An identical copy of the listing below is all the answer should contain.

* [Record extracts]:

'''

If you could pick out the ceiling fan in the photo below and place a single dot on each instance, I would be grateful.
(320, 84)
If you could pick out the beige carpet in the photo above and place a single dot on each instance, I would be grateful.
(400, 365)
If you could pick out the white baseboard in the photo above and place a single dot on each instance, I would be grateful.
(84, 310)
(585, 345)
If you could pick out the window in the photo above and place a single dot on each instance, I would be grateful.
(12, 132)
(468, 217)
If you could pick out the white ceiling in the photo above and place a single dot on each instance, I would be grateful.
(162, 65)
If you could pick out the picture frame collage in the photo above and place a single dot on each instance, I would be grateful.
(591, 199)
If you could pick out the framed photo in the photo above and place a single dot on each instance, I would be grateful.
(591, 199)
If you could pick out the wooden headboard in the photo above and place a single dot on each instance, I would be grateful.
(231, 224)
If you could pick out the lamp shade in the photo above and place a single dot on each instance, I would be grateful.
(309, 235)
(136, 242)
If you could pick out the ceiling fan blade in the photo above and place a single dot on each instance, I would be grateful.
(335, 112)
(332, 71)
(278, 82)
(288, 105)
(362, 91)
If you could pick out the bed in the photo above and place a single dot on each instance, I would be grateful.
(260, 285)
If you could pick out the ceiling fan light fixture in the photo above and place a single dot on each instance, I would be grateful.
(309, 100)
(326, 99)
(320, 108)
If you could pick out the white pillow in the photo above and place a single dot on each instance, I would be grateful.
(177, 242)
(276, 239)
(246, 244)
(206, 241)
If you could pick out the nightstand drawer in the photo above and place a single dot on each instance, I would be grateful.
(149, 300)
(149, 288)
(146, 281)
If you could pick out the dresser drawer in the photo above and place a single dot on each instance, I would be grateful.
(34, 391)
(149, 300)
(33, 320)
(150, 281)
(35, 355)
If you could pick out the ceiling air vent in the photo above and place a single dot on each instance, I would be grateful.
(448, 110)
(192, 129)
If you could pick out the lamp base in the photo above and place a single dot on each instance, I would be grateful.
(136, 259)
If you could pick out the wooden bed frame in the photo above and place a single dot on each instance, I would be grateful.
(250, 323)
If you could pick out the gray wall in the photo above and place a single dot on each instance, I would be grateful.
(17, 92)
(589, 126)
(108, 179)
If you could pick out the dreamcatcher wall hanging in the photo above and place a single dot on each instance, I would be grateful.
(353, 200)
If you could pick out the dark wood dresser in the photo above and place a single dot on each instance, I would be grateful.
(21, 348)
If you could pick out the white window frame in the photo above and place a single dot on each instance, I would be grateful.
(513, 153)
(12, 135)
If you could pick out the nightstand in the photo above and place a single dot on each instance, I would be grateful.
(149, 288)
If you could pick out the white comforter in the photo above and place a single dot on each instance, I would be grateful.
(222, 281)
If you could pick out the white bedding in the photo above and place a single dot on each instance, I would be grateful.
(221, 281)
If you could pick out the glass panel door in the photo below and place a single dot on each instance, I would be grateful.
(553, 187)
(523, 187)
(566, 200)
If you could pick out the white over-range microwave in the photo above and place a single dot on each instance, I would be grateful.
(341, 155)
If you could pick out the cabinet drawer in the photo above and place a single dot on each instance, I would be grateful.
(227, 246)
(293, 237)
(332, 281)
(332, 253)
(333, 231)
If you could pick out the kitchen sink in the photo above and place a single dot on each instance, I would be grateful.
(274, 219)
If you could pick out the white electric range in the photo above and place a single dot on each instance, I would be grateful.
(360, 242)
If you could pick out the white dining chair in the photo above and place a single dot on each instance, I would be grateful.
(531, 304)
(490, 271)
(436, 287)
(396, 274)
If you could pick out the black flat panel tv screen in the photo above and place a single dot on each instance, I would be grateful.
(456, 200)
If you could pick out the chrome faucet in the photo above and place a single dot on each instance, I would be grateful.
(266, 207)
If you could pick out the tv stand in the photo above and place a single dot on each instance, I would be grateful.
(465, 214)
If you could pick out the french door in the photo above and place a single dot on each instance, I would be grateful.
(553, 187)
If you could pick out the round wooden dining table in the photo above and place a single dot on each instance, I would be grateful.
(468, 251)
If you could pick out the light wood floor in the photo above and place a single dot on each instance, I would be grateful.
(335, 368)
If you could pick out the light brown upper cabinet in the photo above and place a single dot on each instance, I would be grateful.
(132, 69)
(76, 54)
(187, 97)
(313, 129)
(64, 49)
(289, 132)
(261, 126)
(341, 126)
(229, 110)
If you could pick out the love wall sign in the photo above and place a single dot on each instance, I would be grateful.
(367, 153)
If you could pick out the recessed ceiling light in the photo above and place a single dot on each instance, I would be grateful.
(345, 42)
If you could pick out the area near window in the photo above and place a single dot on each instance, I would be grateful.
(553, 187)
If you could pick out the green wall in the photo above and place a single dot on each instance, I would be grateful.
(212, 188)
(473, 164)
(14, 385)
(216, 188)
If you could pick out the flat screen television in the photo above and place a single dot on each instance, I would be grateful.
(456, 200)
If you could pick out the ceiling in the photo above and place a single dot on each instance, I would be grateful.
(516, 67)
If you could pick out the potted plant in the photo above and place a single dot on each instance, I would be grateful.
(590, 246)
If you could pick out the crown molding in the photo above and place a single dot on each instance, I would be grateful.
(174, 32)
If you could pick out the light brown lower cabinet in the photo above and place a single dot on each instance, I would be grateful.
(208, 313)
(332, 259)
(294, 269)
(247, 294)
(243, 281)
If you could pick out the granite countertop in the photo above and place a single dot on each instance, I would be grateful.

'''

* [Your response]:
If you could pick out the ceiling fan in the photo below and place a single dot on each instance, I would be grateful.
(320, 84)
If you could pick out the beige carpet in the photo above and place a single dot on each instance, I would be grateful.
(400, 365)
If you could pick out the white baseboard in the photo above and place a single dot on each instance, I would be grateful.
(84, 310)
(585, 345)
If you could pick out the window in the photo above and place a single dot on each instance, I would be grateful.
(12, 132)
(468, 217)
If you could pick out the white ceiling in the photo above and place a single dot on each instance, I would be grateful.
(162, 65)
If you could pick out the picture frame collage in the photo above and place a single dot on each instance, I would be grateful.
(591, 199)
If you could pick out the framed photo in the photo above and place a single dot on each instance, I would be grateful.
(591, 199)
If you could pick out the wooden headboard in the photo above and place a single dot on each instance, I would be grateful.
(231, 224)
If you could pick out the lamp shade in the photo above and place a single dot on each instance, I would be grateful.
(309, 235)
(136, 242)
If you could pick out the ceiling fan blade in the photo above and place a single dot on each instance, I would be grateful.
(335, 112)
(332, 71)
(278, 82)
(288, 105)
(362, 91)
If you could pick out the bed in the photo above and place a single dot on each instance, I would be grateful.
(260, 285)
If you could pick out the ceiling fan light fixture in the photo above and place a single dot on each instance, I would be grateful.
(309, 100)
(326, 99)
(320, 108)
If you could pick out the white pillow in the photo above and place a single dot on each instance, I would be grateful.
(177, 242)
(276, 239)
(246, 244)
(206, 241)
If you could pick out the nightstand drawer in the photo above and place a single dot on each instance, I would be grateful.
(149, 300)
(149, 288)
(146, 281)
If you could pick out the dresser drawer in the photo above and place a single dot on each instance, I would be grateful.
(34, 391)
(149, 300)
(33, 320)
(150, 281)
(35, 355)
If you could pick out the ceiling air vent in the photo above and place a single dot on each instance, I would be grateful.
(448, 110)
(192, 129)
If you could pick out the lamp base in the photo above and place a single dot on each instance, I would be grateful.
(136, 259)
If you could pick out the wooden bed frame in the photo above and place a single dot on each instance, I would be grateful.
(250, 323)
If you could pick out the gray wall in the photo above and place a single dot on each instance, I would be grateful.
(17, 92)
(589, 126)
(108, 179)
If you could pick out the dreamcatcher wall hanging in the photo above and place a single dot on each instance, I would be grateful.
(353, 200)
If you could pick out the dark wood dresser in the photo above and place a single dot on each instance, I would be grateful.
(21, 348)
If you could pick out the white window frame in the photo above and place a single dot on each instance, I would be grateful.
(513, 153)
(12, 135)
If you could pick out the nightstand in the photo above and place a single dot on each instance, I would be grateful.
(149, 288)
If you could pick out the white comforter in the photo above and place a single dot on each instance, I would be grateful.
(222, 281)
If you could pick out the white bedding in the photo above and place a single dot on each instance, I would be grateful.
(221, 281)
If you could pick out the glass panel door in the photo below and place a single dot on each instance, I would be grateful.
(553, 187)
(523, 187)
(566, 200)
If you could pick out the white over-range microwave in the photo above and place a single dot on each instance, I would be grateful.
(341, 155)
If you could pick out the cabinet drawer in the photo above and place a single dot on each instance, I would be grateful.
(227, 246)
(293, 237)
(332, 281)
(332, 253)
(333, 231)
If you could pick out the kitchen sink in the photo above and place a single dot on each instance, I would be grateful.
(274, 219)
If you could pick out the white electric range in the photo above and place a single dot on each instance, I would be grateful.
(360, 242)
If you could pick out the white dining chair in the photo above and place a single dot on each instance, I would be grateful.
(531, 304)
(490, 271)
(436, 287)
(396, 274)
If you could pick out the black flat panel tv screen in the photo above and place a single dot on each instance, I would be grateful.
(456, 200)
If you could pick out the chrome faucet in the photo above and place a single dot on each instance, I would be grateful.
(266, 207)
If you could pick out the tv stand in the photo above and place a single dot on each instance, I would be grateful.
(465, 214)
If you could pick out the french door in the photo above and place a single dot on each instance, I would be grateful.
(553, 187)
If you could pick out the round wooden dining table in the photo above and place a single dot on each instance, I would be grateful.
(468, 251)
If you could pick out the light wood floor in the photo above and place a single dot on each instance, I would be grateful.
(335, 368)
If you could pick out the light brown upper cabinet in the photo above and place a single dot on each instance, I would be grateful.
(132, 69)
(76, 54)
(187, 97)
(313, 129)
(64, 49)
(289, 132)
(261, 126)
(341, 126)
(229, 110)
If you could pick out the love wall sign in the photo above and place a single dot on each instance, I would be grateful.
(367, 153)
If you could pick out the recessed ceiling light in the photo above and place a single dot on each instance, I would be grateful.
(345, 42)
If you could pick out the area near window in the photo above and place a single dot on each instance, I would be grateful.
(553, 187)
If you could pick out the green wall in the photo above and place a single dot on each instance, I would be grateful.
(212, 188)
(473, 164)
(14, 385)
(216, 188)
If you could pick out the flat screen television in the photo above and place a single dot on each instance, I would be grateful.
(456, 200)
If you could pick out the ceiling in the photo above and place a single dot on each instance, I would be grateful.
(516, 67)
If you could pick out the potted plant in the photo above and place a single dot on each instance, I would be grateful.
(590, 246)
If you could pick out the crown molding in the photo above and place a single dot on each instance, I would be grateful.
(174, 32)
If you could pick out the light brown lower cabinet in the photo above and place a single dot on each instance, I would be grateful.
(208, 313)
(332, 259)
(294, 269)
(247, 294)
(243, 281)
If you could pick out the granite countertop in the photo above and place a single dot on each instance, I would be grateful.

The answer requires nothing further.